• THE TASK:
For each line below that contains the string "shirt", copy that line.

___

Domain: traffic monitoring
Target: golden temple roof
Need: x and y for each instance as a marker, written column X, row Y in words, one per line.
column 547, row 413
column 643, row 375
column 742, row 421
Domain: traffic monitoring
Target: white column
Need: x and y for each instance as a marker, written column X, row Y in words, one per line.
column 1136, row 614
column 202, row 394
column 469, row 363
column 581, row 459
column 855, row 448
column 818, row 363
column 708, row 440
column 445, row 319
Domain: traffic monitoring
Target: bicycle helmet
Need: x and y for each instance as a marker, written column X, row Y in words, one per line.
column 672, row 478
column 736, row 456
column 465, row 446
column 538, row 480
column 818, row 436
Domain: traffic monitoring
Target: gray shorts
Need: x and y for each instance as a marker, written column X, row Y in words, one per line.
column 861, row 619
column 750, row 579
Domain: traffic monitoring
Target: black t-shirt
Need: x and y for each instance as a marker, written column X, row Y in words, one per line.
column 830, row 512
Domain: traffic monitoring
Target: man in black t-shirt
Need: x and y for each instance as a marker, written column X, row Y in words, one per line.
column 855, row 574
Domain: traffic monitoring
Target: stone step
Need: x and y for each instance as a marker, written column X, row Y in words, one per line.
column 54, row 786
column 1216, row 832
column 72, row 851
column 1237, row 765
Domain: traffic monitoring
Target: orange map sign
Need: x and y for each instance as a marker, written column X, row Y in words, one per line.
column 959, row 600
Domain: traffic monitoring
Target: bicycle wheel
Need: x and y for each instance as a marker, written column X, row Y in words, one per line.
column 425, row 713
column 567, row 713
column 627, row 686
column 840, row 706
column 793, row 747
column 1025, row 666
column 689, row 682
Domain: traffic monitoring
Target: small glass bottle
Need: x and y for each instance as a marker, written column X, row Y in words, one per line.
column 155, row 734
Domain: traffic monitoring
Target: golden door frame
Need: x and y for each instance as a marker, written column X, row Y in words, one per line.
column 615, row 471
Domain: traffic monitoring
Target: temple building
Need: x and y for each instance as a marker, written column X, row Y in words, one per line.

___

• RESPONSE AREA:
Target: black t-shirt
Target: man in black t-shirt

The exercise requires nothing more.